Items for location identification:
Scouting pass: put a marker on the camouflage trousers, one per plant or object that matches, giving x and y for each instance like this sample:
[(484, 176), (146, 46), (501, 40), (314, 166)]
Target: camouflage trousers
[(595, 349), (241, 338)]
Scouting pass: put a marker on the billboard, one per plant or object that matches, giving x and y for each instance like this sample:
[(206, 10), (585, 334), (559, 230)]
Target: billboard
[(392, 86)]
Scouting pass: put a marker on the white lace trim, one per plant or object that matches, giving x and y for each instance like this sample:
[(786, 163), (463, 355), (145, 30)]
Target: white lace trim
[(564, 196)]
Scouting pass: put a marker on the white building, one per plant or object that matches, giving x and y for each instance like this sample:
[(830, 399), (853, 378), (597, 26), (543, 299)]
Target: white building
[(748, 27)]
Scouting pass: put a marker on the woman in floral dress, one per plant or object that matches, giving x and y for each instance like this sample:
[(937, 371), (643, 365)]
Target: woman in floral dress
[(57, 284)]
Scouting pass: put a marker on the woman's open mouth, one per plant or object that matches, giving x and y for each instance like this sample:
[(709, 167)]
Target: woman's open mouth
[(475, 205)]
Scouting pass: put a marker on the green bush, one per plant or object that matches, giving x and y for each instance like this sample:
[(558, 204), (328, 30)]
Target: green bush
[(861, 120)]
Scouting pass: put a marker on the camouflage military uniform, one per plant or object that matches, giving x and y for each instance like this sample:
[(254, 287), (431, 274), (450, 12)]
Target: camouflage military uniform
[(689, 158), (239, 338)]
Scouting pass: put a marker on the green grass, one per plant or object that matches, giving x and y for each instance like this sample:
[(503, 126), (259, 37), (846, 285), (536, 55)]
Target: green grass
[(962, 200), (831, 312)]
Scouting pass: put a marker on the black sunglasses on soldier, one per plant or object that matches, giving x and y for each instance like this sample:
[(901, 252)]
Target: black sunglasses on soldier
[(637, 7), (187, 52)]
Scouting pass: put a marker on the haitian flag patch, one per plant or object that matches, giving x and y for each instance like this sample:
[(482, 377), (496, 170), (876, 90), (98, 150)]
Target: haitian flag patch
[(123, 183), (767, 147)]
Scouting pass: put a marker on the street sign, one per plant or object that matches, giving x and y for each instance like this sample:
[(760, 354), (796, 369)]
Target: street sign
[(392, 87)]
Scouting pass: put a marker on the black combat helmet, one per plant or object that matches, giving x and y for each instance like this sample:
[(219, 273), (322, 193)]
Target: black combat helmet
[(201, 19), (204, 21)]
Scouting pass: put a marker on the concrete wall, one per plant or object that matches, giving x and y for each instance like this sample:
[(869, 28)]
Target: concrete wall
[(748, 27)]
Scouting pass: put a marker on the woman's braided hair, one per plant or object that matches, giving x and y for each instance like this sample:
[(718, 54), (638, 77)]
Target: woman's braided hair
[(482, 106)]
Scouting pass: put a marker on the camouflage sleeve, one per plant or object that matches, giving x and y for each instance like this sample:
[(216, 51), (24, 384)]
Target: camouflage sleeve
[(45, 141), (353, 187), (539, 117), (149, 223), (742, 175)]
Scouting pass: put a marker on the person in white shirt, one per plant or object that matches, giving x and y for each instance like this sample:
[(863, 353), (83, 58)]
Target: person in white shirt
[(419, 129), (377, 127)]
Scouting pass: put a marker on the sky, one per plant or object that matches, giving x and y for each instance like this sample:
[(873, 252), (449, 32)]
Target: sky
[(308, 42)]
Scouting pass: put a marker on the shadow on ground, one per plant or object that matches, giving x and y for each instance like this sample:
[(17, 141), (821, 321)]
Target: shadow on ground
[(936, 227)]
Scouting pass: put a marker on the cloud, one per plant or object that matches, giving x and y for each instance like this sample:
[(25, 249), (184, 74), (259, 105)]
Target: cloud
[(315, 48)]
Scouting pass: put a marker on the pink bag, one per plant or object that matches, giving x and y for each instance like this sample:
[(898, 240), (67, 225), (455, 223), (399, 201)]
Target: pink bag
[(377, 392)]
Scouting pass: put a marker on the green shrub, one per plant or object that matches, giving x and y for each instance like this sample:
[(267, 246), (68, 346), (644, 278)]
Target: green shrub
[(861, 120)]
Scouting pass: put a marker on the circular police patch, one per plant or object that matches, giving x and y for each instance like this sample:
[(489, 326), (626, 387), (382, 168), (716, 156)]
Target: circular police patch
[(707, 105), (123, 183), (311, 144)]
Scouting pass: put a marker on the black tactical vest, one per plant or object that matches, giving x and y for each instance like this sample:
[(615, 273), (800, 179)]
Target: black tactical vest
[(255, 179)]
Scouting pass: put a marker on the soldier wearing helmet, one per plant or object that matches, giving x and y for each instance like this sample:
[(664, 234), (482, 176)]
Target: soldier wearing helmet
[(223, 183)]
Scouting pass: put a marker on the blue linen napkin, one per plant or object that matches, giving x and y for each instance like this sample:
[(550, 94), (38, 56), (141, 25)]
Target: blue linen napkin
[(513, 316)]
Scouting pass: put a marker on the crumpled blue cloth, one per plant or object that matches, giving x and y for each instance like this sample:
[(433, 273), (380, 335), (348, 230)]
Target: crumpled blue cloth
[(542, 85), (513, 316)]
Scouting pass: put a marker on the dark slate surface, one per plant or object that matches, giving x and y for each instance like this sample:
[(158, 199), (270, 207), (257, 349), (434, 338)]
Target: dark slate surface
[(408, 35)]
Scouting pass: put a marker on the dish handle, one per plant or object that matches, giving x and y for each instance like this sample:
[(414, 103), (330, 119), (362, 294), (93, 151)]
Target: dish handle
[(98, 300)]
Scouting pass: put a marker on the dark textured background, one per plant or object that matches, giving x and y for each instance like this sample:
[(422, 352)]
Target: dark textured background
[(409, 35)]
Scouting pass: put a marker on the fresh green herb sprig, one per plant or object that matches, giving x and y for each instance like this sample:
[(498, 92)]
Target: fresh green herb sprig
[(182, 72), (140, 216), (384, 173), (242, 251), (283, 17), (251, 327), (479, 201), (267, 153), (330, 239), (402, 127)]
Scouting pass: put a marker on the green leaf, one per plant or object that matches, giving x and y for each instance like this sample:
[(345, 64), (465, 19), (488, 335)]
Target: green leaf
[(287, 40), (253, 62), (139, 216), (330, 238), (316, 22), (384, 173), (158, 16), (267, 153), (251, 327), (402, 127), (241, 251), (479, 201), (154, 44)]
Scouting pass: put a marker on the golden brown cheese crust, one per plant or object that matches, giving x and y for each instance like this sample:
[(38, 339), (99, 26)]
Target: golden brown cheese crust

YOUR OBJECTIVE
Please copy out every entry above word for word, with nothing changed.

OUTPUT BELOW
Scouting pass: put a marker on the camouflage trousers, one per plant or object that matches, giving x and y for each instance like this sample:
[(484, 176), (146, 46), (501, 40), (314, 166)]
Target: camouflage trousers
[(595, 349), (241, 338)]
Scouting pass: put a marker on the billboard, one per plant or object that matches, giving x and y for each instance like this sample:
[(206, 10), (585, 334), (559, 230)]
Target: billboard
[(392, 86)]
Scouting pass: put a marker on the white lace trim, one per plant or object that matches, giving x and y for each instance like this sample:
[(786, 163), (463, 355), (145, 30)]
Target: white lace trim
[(564, 196)]
Scouting pass: put a marker on the white building, one per plant or object that matches, giving x and y for each instance like this sample:
[(830, 399), (853, 378), (597, 26), (543, 299)]
Target: white building
[(748, 27)]
Scouting pass: put a marker on the woman in floral dress, one per plant or object that matches, giving x and y for each instance like this sample:
[(937, 371), (643, 365)]
Target: woman in floral dress
[(57, 284)]
Scouting pass: put a marker on the woman's open mouth, one per plant or object that matches, giving x and y for each instance like this sample:
[(709, 167)]
Target: woman's open mouth
[(475, 205)]
Scouting pass: put a marker on the green bush, one per plant or object that matches, giving x and y for each instance like this sample:
[(558, 204), (328, 30)]
Target: green bush
[(861, 120)]
Scouting pass: put a marker on the camouflage military uniform, one per plant or object that matches, giving x and y for each instance like this sample:
[(254, 287), (431, 274), (450, 12)]
Target: camouflage military uniform
[(689, 158), (239, 338)]
Scouting pass: put a marker on the green grass, one per plant or object that matches, giving x and y for each instance like this sample:
[(503, 126), (259, 37), (846, 285), (536, 55)]
Target: green grass
[(962, 200), (831, 312)]
Scouting pass: put a marker on the black sunglasses on soldier, one per plant or object that matches, giving x and y for each instance like this sample:
[(901, 252)]
Target: black sunglasses on soldier
[(637, 7), (187, 52)]
Scouting pass: put a marker on the haitian flag patch, one per plant or object that matches, giving x and y for each instance like this sample:
[(482, 377), (496, 170), (876, 90), (98, 150)]
Target: haitian flag patch
[(123, 183), (767, 147)]
Scouting pass: put a marker on the street sign, one per plant or object that matches, giving x and y for each instance like this sample:
[(760, 354), (796, 369)]
Target: street sign
[(392, 87)]
Scouting pass: put a marker on the black combat helmet, one per plant or object that matches, giving x and y for each instance like this sample:
[(219, 273), (322, 193)]
Target: black combat helmet
[(201, 19), (204, 21)]
Scouting pass: put a marker on the concrete wall, one per plant or object that matches, giving x and y for each instance like this sample:
[(869, 28)]
Target: concrete wall
[(748, 27)]
Scouting pass: put a marker on the woman's braided hair, one per plant or object that matches, giving x and y for each instance like this sample:
[(718, 54), (638, 77)]
Target: woman's braided hair
[(482, 106)]
Scouting pass: put a marker on the camouflage sleeve, one per plant or object that matches, giving x and y for each instance like this sample:
[(216, 51), (24, 384)]
Target: camouflage sleeve
[(45, 141), (353, 187), (539, 117), (149, 223), (742, 175)]
Scouting pass: put a marker on the person in white shirt, one per plant or object that matches, giving x and y for each instance like this sample:
[(863, 353), (83, 58)]
Target: person in white shirt
[(419, 129), (377, 127)]
Scouting pass: put a marker on the sky, one per plant or object that matches, giving x and y for each instance like this sample:
[(873, 252), (449, 32)]
Target: sky
[(308, 42)]
Scouting pass: put a marker on the shadow on ground, one per plant or object that matches, giving x and y for each instance like this sample:
[(17, 141), (821, 321)]
Target: shadow on ground
[(936, 227)]
Scouting pass: put a marker on the cloud, one per plant or object that matches, giving x and y for each instance like this sample:
[(25, 249), (184, 74), (259, 105)]
Target: cloud
[(315, 48)]
Scouting pass: put a marker on the pink bag, one per plant or object that matches, giving x and y for each instance like this sample:
[(898, 240), (67, 225), (455, 223), (399, 201)]
Target: pink bag
[(377, 392)]
Scouting pass: put a marker on the green shrub, one per plant or object that matches, giving x and y for each instance like this sample:
[(267, 246), (68, 346), (644, 278)]
Target: green shrub
[(861, 120)]
Scouting pass: put a marker on the circular police patch, one per plant or object that matches, giving x and y for each instance like this sample:
[(489, 326), (626, 387), (382, 168), (716, 156)]
Target: circular police patch
[(707, 105), (123, 183), (311, 144)]
Scouting pass: put a marker on the black tactical vest, one per plant or object that matches, giving x and y for each instance like this sample:
[(615, 273), (800, 179)]
Target: black tactical vest
[(255, 179)]
Scouting pass: put a marker on the soldier wearing helmet, one per plant or object that matches, giving x and y for each instance like this sample:
[(664, 234), (482, 176)]
Target: soldier wearing helmet
[(223, 183)]
Scouting pass: put a marker on the blue linen napkin, one per plant or object that matches, giving x and y for each instance like this sample:
[(550, 94), (38, 56), (141, 25)]
Target: blue linen napkin
[(513, 316)]
Scouting pass: put a marker on the crumpled blue cloth, one per plant or object that matches, giving x and y for each instance like this sample:
[(433, 273), (380, 335), (348, 230)]
Target: crumpled blue cloth
[(542, 85), (513, 316)]
Scouting pass: put a marker on the dark slate surface, one per plant or object that matches, giving x and y for each instance like this sample:
[(158, 199), (270, 207), (257, 349), (434, 338)]
Target: dark slate surface
[(408, 35)]
Scouting pass: put a marker on the dish handle, one per plant or object that matches, giving x and y for each instance like this sample:
[(414, 103), (330, 119), (362, 294), (93, 151)]
Target: dish handle
[(98, 300)]
Scouting pass: put a marker on the dark textured background, one per plant or object that matches, giving x and y for each instance like this sample:
[(422, 352)]
Target: dark textured background
[(409, 35)]
Scouting pass: put a marker on the fresh green herb sprig, one per plant or object that matches, giving x and y for each instance like this sample:
[(498, 92)]
Target: fresh green herb sprig
[(182, 72), (140, 216), (384, 173), (242, 251), (283, 17), (251, 327), (479, 201), (267, 153), (330, 239), (402, 127)]
Scouting pass: put a marker on the green leaf, one per plant or object that matches, giving x and y for each instance like this sample:
[(345, 64), (465, 19), (488, 335)]
Target: green leaf
[(287, 40), (253, 62), (139, 216), (330, 238), (316, 22), (384, 173), (158, 16), (267, 153), (251, 327), (402, 127), (241, 251), (479, 201), (154, 44)]
Scouting pass: put a marker on the golden brown cheese crust, one per plant or object that matches, giving x and y for each instance like this sample:
[(38, 339), (99, 26)]
Target: golden brown cheese crust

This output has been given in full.